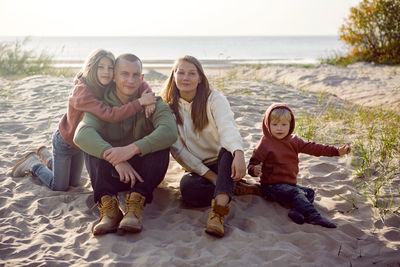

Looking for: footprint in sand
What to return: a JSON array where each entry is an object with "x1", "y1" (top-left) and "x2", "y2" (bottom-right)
[{"x1": 309, "y1": 163, "x2": 337, "y2": 174}]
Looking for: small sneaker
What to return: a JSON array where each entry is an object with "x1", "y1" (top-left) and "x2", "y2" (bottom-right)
[
  {"x1": 205, "y1": 199, "x2": 229, "y2": 237},
  {"x1": 118, "y1": 192, "x2": 146, "y2": 233},
  {"x1": 11, "y1": 152, "x2": 41, "y2": 177},
  {"x1": 234, "y1": 179, "x2": 263, "y2": 196}
]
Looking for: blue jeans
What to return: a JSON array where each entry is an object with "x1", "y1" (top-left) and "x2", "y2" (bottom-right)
[
  {"x1": 85, "y1": 148, "x2": 169, "y2": 203},
  {"x1": 261, "y1": 184, "x2": 319, "y2": 220},
  {"x1": 180, "y1": 148, "x2": 236, "y2": 207},
  {"x1": 32, "y1": 130, "x2": 83, "y2": 191}
]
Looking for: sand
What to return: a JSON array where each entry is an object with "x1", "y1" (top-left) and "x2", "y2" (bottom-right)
[{"x1": 0, "y1": 64, "x2": 400, "y2": 266}]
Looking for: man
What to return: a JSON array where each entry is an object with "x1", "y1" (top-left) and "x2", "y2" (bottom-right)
[{"x1": 74, "y1": 54, "x2": 177, "y2": 235}]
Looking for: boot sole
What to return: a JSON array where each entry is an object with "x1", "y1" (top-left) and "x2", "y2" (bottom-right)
[
  {"x1": 118, "y1": 225, "x2": 142, "y2": 233},
  {"x1": 93, "y1": 228, "x2": 118, "y2": 235},
  {"x1": 205, "y1": 229, "x2": 224, "y2": 238}
]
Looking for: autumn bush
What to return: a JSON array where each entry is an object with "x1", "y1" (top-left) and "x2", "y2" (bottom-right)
[{"x1": 339, "y1": 0, "x2": 400, "y2": 64}]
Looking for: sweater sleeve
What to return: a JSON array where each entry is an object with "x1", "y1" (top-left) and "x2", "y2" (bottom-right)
[
  {"x1": 294, "y1": 136, "x2": 339, "y2": 157},
  {"x1": 68, "y1": 82, "x2": 144, "y2": 122},
  {"x1": 247, "y1": 137, "x2": 265, "y2": 177},
  {"x1": 134, "y1": 98, "x2": 178, "y2": 156},
  {"x1": 74, "y1": 112, "x2": 112, "y2": 159},
  {"x1": 210, "y1": 92, "x2": 243, "y2": 154},
  {"x1": 171, "y1": 137, "x2": 209, "y2": 176}
]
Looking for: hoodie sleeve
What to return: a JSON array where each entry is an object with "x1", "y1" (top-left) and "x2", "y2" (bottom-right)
[
  {"x1": 68, "y1": 80, "x2": 144, "y2": 122},
  {"x1": 74, "y1": 112, "x2": 112, "y2": 159},
  {"x1": 247, "y1": 138, "x2": 265, "y2": 177},
  {"x1": 294, "y1": 136, "x2": 339, "y2": 157}
]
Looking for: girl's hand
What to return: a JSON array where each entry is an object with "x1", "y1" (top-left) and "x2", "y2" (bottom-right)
[
  {"x1": 139, "y1": 93, "x2": 157, "y2": 106},
  {"x1": 103, "y1": 143, "x2": 140, "y2": 166},
  {"x1": 339, "y1": 145, "x2": 351, "y2": 156},
  {"x1": 254, "y1": 162, "x2": 262, "y2": 177}
]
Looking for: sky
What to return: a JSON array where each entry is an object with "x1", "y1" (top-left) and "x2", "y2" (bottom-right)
[{"x1": 0, "y1": 0, "x2": 360, "y2": 36}]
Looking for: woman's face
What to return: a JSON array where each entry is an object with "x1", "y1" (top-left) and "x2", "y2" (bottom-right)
[
  {"x1": 97, "y1": 57, "x2": 114, "y2": 85},
  {"x1": 174, "y1": 60, "x2": 200, "y2": 99}
]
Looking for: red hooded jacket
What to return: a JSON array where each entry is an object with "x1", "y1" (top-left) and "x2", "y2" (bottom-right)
[{"x1": 247, "y1": 103, "x2": 339, "y2": 185}]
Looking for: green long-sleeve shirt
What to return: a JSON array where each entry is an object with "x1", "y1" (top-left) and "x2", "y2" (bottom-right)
[{"x1": 74, "y1": 89, "x2": 178, "y2": 159}]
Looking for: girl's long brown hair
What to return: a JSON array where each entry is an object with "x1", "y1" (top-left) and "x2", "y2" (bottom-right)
[
  {"x1": 161, "y1": 56, "x2": 210, "y2": 131},
  {"x1": 82, "y1": 48, "x2": 115, "y2": 98}
]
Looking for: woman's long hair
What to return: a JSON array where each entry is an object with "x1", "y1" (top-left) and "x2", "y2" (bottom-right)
[
  {"x1": 161, "y1": 56, "x2": 210, "y2": 131},
  {"x1": 81, "y1": 48, "x2": 115, "y2": 98}
]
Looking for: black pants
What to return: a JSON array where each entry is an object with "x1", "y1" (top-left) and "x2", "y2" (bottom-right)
[
  {"x1": 261, "y1": 184, "x2": 319, "y2": 220},
  {"x1": 180, "y1": 148, "x2": 236, "y2": 207},
  {"x1": 85, "y1": 148, "x2": 169, "y2": 203}
]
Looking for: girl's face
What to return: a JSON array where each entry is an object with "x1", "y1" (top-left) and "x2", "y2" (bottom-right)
[
  {"x1": 97, "y1": 57, "x2": 114, "y2": 85},
  {"x1": 174, "y1": 60, "x2": 201, "y2": 100},
  {"x1": 269, "y1": 118, "x2": 290, "y2": 139}
]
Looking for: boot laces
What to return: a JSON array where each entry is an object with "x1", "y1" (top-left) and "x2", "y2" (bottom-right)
[
  {"x1": 97, "y1": 200, "x2": 114, "y2": 219},
  {"x1": 125, "y1": 198, "x2": 142, "y2": 218}
]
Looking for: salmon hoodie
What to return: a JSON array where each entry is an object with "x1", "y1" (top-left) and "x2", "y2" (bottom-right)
[{"x1": 247, "y1": 103, "x2": 339, "y2": 185}]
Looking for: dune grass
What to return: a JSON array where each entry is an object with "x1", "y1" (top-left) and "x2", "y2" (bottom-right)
[
  {"x1": 296, "y1": 101, "x2": 400, "y2": 215},
  {"x1": 0, "y1": 38, "x2": 75, "y2": 78}
]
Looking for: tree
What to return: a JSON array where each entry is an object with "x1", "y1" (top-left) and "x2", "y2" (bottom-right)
[{"x1": 339, "y1": 0, "x2": 400, "y2": 64}]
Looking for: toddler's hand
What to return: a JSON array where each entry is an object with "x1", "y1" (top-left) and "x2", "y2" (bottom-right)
[
  {"x1": 254, "y1": 162, "x2": 262, "y2": 177},
  {"x1": 339, "y1": 145, "x2": 351, "y2": 156}
]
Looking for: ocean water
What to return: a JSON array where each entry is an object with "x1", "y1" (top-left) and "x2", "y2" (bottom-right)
[{"x1": 0, "y1": 36, "x2": 345, "y2": 65}]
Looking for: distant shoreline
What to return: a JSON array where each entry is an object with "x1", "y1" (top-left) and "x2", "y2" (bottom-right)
[{"x1": 53, "y1": 59, "x2": 319, "y2": 69}]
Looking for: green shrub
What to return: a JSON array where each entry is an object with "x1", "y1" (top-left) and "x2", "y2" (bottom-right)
[
  {"x1": 337, "y1": 0, "x2": 400, "y2": 64},
  {"x1": 0, "y1": 38, "x2": 52, "y2": 76}
]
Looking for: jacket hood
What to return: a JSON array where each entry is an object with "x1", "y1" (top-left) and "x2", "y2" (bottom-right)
[{"x1": 263, "y1": 103, "x2": 295, "y2": 138}]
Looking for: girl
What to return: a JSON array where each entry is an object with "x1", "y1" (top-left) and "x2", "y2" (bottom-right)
[
  {"x1": 11, "y1": 49, "x2": 156, "y2": 191},
  {"x1": 162, "y1": 56, "x2": 246, "y2": 237}
]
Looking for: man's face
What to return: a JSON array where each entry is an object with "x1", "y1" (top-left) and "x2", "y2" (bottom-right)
[{"x1": 114, "y1": 59, "x2": 143, "y2": 101}]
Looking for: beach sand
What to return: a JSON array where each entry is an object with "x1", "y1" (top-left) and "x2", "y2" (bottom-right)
[{"x1": 0, "y1": 64, "x2": 400, "y2": 266}]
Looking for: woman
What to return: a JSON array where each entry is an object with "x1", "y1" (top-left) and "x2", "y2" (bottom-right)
[{"x1": 162, "y1": 56, "x2": 246, "y2": 237}]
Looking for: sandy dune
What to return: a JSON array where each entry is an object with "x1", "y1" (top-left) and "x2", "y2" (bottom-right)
[{"x1": 0, "y1": 64, "x2": 400, "y2": 266}]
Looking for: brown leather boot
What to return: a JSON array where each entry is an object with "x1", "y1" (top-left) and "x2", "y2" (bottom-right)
[
  {"x1": 119, "y1": 192, "x2": 146, "y2": 233},
  {"x1": 206, "y1": 199, "x2": 229, "y2": 237},
  {"x1": 36, "y1": 146, "x2": 53, "y2": 168},
  {"x1": 93, "y1": 196, "x2": 122, "y2": 235}
]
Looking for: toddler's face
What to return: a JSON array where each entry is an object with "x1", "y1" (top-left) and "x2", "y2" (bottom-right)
[{"x1": 269, "y1": 118, "x2": 290, "y2": 140}]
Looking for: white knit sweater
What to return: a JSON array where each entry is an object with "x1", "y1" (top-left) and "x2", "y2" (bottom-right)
[{"x1": 171, "y1": 90, "x2": 243, "y2": 175}]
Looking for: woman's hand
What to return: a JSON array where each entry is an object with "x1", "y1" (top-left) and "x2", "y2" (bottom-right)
[
  {"x1": 115, "y1": 161, "x2": 143, "y2": 188},
  {"x1": 231, "y1": 150, "x2": 246, "y2": 181}
]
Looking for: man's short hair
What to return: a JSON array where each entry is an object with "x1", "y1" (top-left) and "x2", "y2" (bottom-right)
[{"x1": 115, "y1": 53, "x2": 143, "y2": 70}]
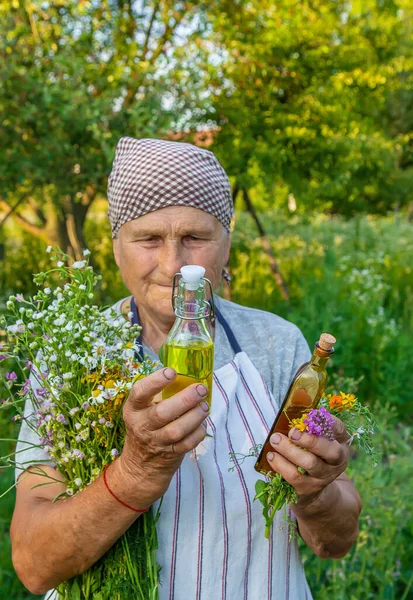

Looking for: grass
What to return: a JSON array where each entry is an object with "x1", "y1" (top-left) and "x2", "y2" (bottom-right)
[{"x1": 0, "y1": 213, "x2": 413, "y2": 600}]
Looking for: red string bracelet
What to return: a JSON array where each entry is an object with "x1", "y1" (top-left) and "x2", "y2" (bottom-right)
[{"x1": 103, "y1": 465, "x2": 149, "y2": 513}]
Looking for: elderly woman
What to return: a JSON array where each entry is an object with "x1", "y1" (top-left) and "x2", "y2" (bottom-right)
[{"x1": 11, "y1": 138, "x2": 361, "y2": 600}]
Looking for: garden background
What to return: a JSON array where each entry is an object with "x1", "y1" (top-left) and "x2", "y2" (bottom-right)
[{"x1": 0, "y1": 0, "x2": 413, "y2": 600}]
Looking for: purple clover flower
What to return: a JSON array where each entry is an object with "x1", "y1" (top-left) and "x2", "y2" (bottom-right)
[
  {"x1": 23, "y1": 379, "x2": 32, "y2": 394},
  {"x1": 303, "y1": 406, "x2": 335, "y2": 440},
  {"x1": 73, "y1": 448, "x2": 85, "y2": 460}
]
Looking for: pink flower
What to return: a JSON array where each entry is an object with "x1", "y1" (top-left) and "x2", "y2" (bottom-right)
[{"x1": 303, "y1": 406, "x2": 334, "y2": 440}]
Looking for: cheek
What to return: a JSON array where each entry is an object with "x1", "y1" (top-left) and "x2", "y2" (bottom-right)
[{"x1": 119, "y1": 247, "x2": 156, "y2": 292}]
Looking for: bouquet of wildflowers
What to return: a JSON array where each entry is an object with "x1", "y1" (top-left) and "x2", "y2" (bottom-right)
[
  {"x1": 235, "y1": 392, "x2": 377, "y2": 538},
  {"x1": 0, "y1": 247, "x2": 159, "y2": 600}
]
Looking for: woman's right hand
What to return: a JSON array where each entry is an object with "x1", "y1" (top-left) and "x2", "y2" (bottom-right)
[{"x1": 108, "y1": 367, "x2": 209, "y2": 508}]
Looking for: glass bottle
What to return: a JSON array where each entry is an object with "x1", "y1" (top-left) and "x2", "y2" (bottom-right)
[
  {"x1": 255, "y1": 333, "x2": 336, "y2": 474},
  {"x1": 162, "y1": 265, "x2": 214, "y2": 406}
]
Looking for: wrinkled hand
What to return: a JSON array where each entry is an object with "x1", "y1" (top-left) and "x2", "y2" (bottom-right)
[
  {"x1": 115, "y1": 368, "x2": 209, "y2": 505},
  {"x1": 267, "y1": 417, "x2": 350, "y2": 506}
]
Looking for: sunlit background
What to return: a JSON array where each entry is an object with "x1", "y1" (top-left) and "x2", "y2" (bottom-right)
[{"x1": 0, "y1": 0, "x2": 413, "y2": 600}]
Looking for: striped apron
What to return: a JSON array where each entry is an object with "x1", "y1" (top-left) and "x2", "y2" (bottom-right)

○ ○ ○ ○

SHORT PROBLEM
Extract each line of the items above that contains the word "girl". Matching is case-sensitive.

CORRECT ANSWER
Looking for: girl's hand
Looking for: girl's long brown hair
Looking for: girl's face
Looking for: girl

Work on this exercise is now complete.